--- Page text ---
┄┄┄┄┄┄
Topics: mail fraud, bank check clearing, corporate fraud, white-collar crime

Summary

Background

A company that made munitions for the Government (Triumph) and several of its officers set up a second firm (Elk Mills). The officers diverted contract profits to Elk Mills, gave themselves stock, salaries, and bonuses, and at least two checks connected to those payments passed through the mail after being cashed or credited by local banks. The president of Triumph was tried and convicted for using the mail in a scheme to defraud; lower courts had let the case go to a jury.

Reasoning

The core question was whether sending those checks through the mail was done “for the purpose of executing” the fraud — in other words, whether the mailings were part of carrying out the scheme. The majority said they were not. By the time the banks mailed the checks for collection, the people meant to get the money had already received it and the scheme had, as to those transactions, run its course. The Court concluded that routine banking and the later mailing of checks were incidental banking steps, not steps taken to execute the fraud, and therefore the mail element required by the federal statute was missing. The conviction was reversed.

Real world impact

This decision narrows the situations where ordinary bank clearances and subsequent mailings will trigger a federal mail-fraud charge. Corporate officers who receive payments that are later processed by banks may be less likely to face federal mail-fraud convictions based only on those mailings. Many disputes of this sort may instead be left to state law or other remedies.

Dissents or concurrances

A dissent argued the mailings were essential to the overall fraudulent venture and that cashing by collecting banks should not defeat federal liability, emphasizing the continuing nature of the scheme.
┄┄┄┄┄┄
--- Task to complete ---
Please quote the mail-fraud case summary above word for word, in full.

(Stored items)
┄┄┄┄┄┄
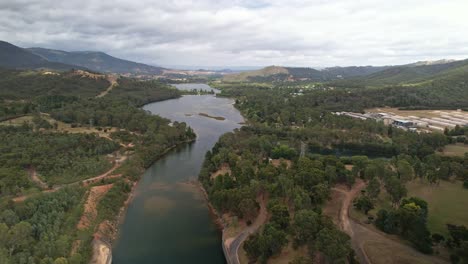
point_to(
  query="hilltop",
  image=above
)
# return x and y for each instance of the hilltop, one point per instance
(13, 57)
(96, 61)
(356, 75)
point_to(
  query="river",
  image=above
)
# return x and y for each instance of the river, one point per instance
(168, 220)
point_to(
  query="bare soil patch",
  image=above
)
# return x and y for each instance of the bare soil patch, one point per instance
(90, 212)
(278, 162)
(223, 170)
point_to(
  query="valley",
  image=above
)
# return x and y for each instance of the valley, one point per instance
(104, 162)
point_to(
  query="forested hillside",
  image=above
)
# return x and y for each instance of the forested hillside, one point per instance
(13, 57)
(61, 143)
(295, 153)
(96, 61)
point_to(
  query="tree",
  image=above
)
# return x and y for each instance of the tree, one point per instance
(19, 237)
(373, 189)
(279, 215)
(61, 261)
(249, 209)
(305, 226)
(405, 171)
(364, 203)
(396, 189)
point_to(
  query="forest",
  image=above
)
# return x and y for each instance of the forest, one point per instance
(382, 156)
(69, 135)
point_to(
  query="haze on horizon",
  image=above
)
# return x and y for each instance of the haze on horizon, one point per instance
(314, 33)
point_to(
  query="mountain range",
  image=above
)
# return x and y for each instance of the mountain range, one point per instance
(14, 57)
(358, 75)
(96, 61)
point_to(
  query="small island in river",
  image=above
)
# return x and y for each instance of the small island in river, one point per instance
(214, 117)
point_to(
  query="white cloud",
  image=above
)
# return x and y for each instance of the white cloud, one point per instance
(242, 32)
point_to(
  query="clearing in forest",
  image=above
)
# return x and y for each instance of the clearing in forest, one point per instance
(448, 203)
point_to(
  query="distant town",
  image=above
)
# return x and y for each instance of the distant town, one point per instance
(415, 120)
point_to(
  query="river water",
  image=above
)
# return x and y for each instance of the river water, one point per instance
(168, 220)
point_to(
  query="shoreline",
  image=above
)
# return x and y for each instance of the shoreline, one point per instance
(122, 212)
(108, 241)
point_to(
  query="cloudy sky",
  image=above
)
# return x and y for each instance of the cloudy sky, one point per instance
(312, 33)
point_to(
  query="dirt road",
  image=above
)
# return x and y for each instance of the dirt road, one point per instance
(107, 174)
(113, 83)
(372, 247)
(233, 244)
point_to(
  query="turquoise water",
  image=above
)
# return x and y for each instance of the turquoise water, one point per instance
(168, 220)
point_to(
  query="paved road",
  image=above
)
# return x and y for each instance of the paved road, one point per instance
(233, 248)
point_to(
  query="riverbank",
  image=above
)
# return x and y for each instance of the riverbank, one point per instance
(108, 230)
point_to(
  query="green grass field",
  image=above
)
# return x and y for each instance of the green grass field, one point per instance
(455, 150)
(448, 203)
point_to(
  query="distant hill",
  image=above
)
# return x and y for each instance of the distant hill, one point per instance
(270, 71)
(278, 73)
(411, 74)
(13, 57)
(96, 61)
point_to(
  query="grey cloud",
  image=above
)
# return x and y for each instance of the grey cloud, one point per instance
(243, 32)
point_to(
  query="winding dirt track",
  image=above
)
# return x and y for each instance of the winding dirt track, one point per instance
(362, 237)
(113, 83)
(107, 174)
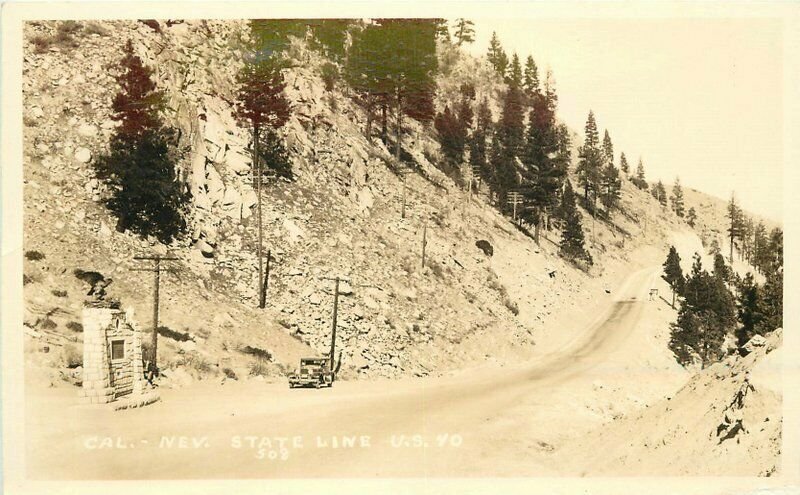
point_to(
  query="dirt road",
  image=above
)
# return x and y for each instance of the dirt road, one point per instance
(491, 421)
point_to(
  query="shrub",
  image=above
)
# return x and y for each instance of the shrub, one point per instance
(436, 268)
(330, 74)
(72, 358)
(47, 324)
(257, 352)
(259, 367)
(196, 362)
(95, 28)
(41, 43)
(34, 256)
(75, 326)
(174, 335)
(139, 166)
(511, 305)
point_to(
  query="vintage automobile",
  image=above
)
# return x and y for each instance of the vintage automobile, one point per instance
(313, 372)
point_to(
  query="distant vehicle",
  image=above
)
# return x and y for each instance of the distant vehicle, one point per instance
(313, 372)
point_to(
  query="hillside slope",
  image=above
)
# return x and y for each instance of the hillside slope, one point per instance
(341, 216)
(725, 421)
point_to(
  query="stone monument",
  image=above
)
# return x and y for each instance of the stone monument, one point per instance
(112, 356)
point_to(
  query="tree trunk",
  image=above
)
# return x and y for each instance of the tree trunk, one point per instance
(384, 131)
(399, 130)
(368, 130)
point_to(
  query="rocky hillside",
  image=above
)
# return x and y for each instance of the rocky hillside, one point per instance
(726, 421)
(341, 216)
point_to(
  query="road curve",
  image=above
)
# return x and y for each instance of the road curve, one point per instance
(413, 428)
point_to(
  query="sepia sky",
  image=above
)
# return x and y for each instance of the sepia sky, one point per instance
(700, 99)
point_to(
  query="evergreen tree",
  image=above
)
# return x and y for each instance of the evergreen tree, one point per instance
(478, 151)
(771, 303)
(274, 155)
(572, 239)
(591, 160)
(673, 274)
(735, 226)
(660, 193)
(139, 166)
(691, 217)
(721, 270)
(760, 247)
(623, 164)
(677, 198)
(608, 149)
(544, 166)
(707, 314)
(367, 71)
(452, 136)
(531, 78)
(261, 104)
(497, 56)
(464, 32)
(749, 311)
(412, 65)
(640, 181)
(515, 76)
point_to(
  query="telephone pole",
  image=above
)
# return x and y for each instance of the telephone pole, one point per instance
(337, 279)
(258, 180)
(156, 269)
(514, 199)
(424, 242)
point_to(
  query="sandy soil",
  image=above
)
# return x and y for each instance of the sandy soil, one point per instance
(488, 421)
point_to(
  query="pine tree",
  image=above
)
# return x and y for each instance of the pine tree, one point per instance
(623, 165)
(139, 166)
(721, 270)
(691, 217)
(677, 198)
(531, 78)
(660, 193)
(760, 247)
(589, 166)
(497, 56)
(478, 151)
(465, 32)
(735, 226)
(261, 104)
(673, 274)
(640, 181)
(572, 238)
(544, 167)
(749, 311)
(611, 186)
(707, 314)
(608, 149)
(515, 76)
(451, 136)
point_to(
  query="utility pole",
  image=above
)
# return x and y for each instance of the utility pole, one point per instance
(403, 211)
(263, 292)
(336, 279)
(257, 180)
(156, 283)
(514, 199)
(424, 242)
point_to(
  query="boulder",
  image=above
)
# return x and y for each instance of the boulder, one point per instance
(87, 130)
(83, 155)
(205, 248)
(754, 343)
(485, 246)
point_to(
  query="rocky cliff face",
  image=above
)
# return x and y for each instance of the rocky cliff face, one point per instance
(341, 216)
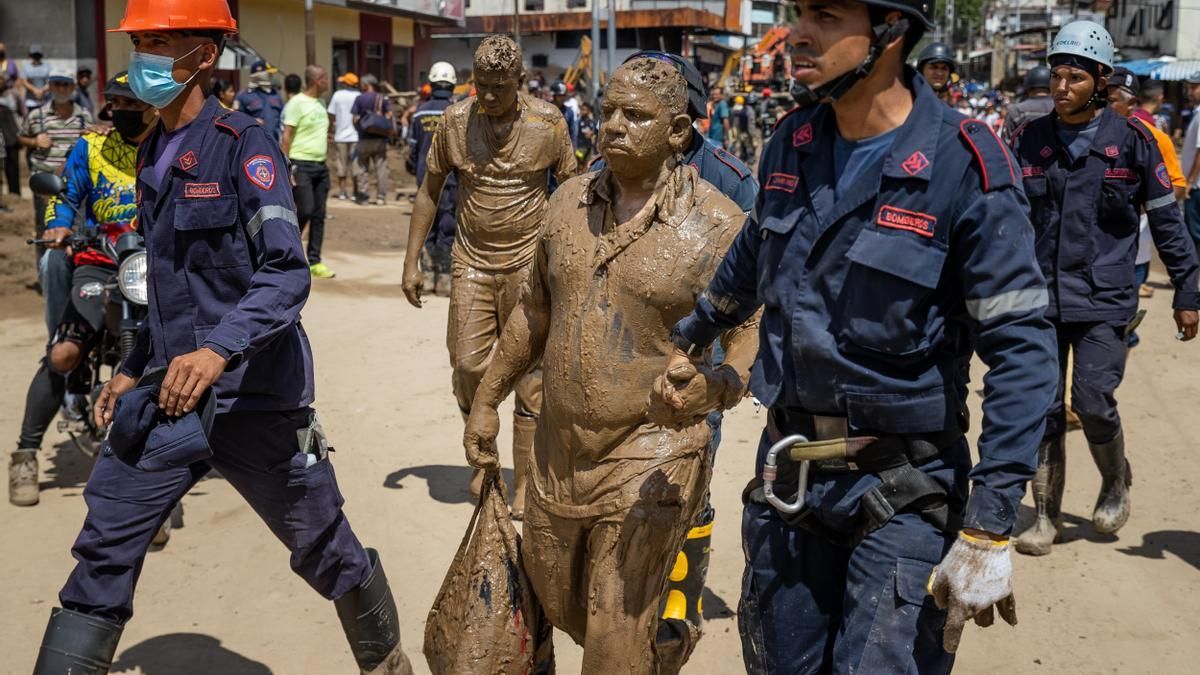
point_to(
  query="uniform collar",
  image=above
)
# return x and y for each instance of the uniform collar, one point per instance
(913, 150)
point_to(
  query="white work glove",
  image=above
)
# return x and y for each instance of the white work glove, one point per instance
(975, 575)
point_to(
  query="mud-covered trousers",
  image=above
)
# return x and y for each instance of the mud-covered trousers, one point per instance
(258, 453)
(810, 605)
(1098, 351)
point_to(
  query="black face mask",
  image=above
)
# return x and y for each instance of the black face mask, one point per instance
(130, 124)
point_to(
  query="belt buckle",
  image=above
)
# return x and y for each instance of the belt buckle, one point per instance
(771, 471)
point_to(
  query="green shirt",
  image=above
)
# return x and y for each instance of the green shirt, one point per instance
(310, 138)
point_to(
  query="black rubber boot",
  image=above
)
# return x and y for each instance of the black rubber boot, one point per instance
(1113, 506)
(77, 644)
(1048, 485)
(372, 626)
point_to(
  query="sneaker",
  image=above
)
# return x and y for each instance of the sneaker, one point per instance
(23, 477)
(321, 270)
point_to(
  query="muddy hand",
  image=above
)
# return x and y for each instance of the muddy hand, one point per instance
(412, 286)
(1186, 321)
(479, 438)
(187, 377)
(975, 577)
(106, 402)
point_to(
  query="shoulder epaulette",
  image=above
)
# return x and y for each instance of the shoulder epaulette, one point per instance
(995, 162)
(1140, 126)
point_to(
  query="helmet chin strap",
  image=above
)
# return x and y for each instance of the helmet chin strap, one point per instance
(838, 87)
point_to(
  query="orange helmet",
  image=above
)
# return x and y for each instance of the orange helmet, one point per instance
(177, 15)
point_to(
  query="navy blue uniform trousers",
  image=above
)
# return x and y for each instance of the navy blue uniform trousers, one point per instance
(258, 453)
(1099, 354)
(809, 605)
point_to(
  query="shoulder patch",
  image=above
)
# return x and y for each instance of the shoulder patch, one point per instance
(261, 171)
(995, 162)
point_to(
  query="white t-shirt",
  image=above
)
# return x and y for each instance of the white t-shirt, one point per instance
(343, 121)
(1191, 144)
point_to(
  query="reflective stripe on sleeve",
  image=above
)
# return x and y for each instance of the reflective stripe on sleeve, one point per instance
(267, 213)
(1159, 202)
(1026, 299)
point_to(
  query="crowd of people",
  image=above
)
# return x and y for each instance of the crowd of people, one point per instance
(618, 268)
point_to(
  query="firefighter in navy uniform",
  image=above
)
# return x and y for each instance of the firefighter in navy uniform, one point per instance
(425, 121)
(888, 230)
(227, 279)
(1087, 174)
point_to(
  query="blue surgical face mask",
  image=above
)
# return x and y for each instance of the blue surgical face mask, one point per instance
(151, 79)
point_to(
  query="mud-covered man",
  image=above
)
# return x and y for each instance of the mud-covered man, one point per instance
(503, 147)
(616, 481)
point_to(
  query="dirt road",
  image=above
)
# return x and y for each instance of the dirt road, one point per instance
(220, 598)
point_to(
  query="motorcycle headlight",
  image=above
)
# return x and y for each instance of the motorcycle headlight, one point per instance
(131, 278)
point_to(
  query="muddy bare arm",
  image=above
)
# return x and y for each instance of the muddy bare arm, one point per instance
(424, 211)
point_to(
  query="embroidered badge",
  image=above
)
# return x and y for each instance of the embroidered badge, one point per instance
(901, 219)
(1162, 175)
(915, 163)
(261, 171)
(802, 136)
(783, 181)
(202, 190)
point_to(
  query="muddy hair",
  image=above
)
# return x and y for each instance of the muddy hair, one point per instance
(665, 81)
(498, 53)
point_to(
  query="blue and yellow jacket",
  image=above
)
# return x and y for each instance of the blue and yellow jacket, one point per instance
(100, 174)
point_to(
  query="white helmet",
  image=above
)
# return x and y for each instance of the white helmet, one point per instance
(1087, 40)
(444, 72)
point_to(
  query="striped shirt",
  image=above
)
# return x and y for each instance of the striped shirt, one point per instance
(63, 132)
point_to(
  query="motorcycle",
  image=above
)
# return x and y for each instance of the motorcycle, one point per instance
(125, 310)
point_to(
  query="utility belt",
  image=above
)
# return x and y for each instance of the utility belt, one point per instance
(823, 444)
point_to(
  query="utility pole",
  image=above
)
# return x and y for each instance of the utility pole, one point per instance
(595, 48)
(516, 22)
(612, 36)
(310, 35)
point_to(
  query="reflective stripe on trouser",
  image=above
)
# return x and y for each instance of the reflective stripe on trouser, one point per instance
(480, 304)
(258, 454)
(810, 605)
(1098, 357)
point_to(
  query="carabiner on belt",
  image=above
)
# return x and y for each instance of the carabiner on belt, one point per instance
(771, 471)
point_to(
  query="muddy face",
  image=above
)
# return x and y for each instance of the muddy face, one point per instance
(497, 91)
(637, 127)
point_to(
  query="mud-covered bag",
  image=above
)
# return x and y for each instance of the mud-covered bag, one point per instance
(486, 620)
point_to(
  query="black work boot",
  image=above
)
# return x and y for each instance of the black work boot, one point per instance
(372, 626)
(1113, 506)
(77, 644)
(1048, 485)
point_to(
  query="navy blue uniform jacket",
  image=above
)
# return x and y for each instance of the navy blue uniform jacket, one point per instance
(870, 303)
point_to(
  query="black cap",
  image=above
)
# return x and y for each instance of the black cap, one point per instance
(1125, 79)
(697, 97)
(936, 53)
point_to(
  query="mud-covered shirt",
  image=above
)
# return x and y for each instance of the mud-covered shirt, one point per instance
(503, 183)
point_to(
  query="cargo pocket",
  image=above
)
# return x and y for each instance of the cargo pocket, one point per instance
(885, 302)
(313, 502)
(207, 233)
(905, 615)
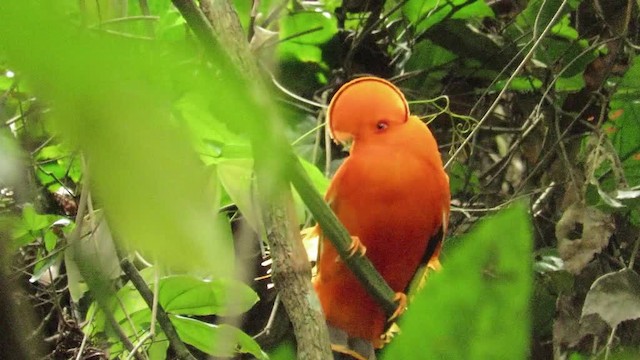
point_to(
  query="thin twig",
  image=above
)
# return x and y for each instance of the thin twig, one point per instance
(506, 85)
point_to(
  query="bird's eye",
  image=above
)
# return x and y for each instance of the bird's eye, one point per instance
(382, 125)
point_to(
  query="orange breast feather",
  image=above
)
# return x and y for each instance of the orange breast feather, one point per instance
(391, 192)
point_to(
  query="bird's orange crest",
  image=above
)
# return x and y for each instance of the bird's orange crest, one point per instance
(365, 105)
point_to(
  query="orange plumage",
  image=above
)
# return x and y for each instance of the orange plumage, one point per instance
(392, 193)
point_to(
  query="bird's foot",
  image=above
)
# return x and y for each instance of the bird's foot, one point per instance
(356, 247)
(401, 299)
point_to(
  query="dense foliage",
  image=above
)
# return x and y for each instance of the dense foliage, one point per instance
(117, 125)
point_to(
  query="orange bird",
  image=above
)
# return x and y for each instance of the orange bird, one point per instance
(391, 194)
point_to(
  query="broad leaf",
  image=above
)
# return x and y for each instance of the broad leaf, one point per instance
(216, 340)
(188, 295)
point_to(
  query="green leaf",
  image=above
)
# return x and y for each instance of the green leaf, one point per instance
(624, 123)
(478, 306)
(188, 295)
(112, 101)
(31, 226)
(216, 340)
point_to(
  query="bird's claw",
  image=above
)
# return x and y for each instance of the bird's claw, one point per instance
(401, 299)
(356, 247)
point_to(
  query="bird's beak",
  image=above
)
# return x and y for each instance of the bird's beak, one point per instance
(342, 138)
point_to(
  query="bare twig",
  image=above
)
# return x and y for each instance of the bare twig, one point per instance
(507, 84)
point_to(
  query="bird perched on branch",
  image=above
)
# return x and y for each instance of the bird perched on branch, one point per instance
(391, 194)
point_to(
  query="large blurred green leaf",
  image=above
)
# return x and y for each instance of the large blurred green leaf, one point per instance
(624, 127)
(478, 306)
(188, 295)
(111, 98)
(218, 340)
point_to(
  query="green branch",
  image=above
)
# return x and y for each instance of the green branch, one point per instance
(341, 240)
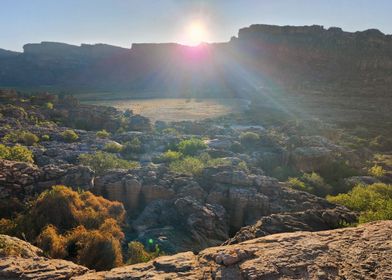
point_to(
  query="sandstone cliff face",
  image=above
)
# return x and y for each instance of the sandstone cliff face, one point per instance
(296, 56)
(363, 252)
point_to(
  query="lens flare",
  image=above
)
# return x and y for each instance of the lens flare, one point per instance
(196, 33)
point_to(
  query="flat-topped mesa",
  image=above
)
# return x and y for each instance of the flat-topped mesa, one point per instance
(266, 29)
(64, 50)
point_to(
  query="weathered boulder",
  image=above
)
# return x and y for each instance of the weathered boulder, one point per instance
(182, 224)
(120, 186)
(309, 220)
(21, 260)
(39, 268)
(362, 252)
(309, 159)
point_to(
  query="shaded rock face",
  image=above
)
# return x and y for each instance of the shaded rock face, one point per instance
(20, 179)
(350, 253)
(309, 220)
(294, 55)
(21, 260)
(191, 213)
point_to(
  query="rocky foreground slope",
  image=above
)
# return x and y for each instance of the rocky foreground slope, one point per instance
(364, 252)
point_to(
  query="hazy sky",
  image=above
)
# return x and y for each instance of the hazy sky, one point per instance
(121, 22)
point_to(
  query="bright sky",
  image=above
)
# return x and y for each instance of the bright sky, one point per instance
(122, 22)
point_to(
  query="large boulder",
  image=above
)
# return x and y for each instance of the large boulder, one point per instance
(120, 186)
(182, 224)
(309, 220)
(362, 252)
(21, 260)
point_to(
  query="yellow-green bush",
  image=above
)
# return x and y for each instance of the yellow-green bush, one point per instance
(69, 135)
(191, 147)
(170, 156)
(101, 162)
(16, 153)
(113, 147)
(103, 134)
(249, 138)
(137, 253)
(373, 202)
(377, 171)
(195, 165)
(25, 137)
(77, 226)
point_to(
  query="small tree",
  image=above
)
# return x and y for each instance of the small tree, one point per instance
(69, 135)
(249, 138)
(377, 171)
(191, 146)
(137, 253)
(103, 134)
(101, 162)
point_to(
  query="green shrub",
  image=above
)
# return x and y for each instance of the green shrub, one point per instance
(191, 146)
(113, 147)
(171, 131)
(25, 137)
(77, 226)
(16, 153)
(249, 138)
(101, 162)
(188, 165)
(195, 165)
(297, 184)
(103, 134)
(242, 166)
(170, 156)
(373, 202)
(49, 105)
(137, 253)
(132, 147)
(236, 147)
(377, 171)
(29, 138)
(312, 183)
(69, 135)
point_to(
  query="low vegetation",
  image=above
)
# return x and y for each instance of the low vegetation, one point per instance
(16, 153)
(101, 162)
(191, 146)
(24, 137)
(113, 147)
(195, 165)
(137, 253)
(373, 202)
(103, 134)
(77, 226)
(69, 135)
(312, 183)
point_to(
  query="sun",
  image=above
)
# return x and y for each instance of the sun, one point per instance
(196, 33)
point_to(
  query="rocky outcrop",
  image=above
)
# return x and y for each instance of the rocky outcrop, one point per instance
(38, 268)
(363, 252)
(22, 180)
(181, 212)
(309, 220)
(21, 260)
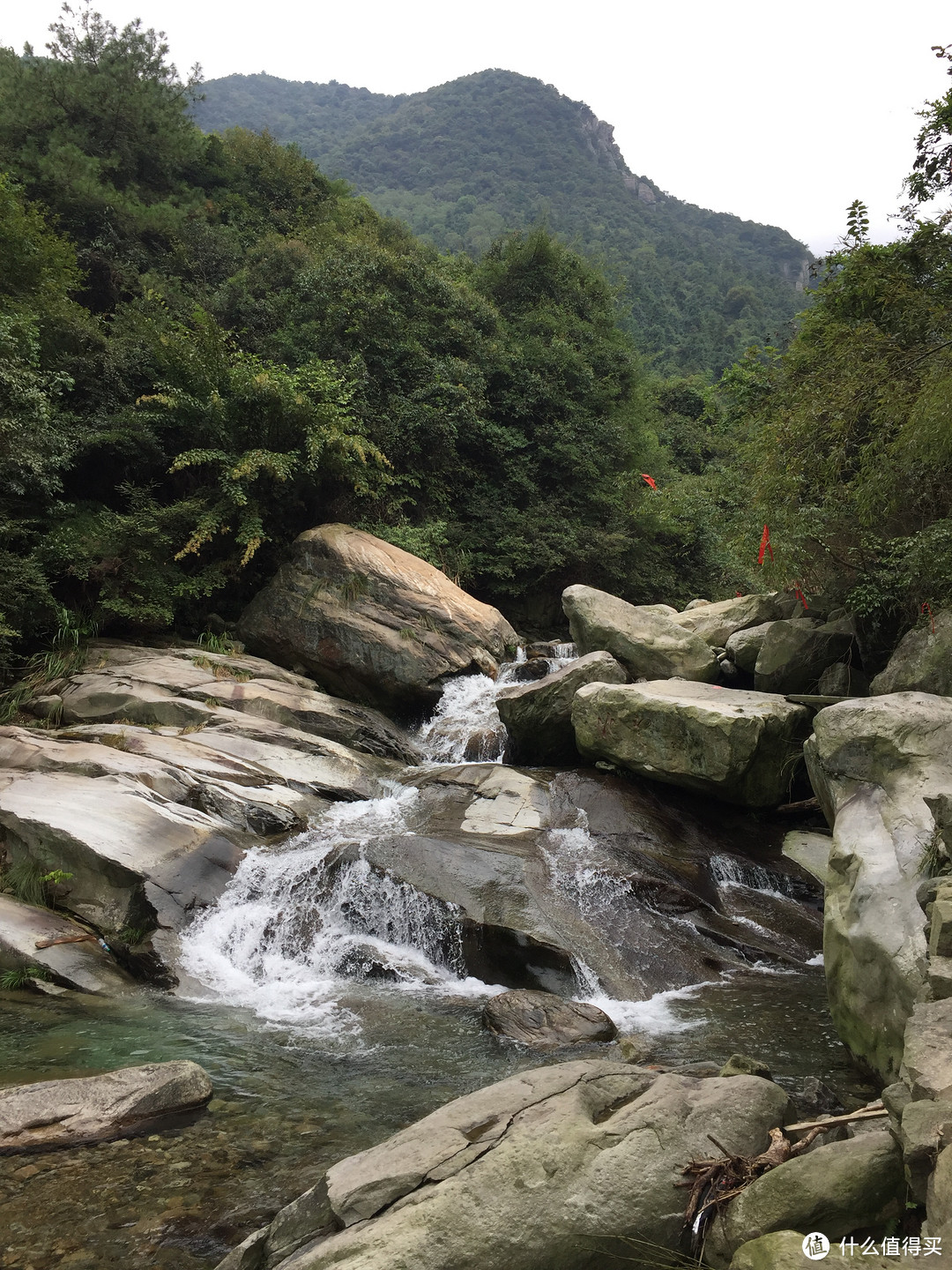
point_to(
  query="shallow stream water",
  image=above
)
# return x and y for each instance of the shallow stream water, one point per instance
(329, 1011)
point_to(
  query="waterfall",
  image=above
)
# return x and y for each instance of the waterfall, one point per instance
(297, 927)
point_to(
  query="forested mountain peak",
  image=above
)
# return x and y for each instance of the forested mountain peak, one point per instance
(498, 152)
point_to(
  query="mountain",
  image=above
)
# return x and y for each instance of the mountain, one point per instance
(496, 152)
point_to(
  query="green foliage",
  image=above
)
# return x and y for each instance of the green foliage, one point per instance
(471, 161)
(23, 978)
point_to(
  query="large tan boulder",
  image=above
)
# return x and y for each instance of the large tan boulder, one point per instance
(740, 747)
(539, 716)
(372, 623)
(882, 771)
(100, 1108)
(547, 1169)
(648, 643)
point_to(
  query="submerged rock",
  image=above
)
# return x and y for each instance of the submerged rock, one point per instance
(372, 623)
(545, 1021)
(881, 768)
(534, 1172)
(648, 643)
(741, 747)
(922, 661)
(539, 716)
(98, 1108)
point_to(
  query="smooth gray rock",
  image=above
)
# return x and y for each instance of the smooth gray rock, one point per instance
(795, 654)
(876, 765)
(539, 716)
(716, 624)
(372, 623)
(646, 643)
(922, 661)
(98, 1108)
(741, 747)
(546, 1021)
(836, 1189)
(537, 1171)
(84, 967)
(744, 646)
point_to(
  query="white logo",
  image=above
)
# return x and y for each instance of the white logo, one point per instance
┄┄┄┄┄┄
--- The response ---
Topics: mail fraud, bank check clearing, corporate fraud, white-collar crime

Summary

Background

A company that made munitions for the Government (Triumph) and several of its officers set up a second firm (Elk Mills). The officers diverted contract profits to Elk Mills, gave themselves stock, salaries, and bonuses, and at least two checks connected to those payments passed through the mail after being cashed or credited by local banks. The president of Triumph was tried and convicted for using the mail in a scheme to defraud; lower courts had let the case go to a jury.

Reasoning

The core question was whether sending those checks through the mail was done “for the purpose of executing” the fraud — in other words, whether the mailings were part of carrying out the scheme. The majority said they were not. By the time the banks mailed the checks for collection, the people meant to get the money had already received it and the scheme had, as to those transactions, run its course. The Court concluded that routine banking and the later mailing of checks were incidental banking steps, not steps taken to execute the fraud, and therefore the mail element required by the federal statute was missing. The conviction was reversed.

Real world impact

This decision narrows the situations where ordinary bank clearances and subsequent mailings will trigger a federal mail-fraud charge. Corporate officers who receive payments that are later processed by banks may be less likely to face federal mail-fraud convictions based only on those mailings. Many disputes of this sort may instead be left to state law or other remedies.

Dissents or concurrances

A dissent argued the mailings were essential to the overall fraudulent venture and that cashing by collecting banks should not defeat federal liability, emphasizing the continuing nature of the scheme.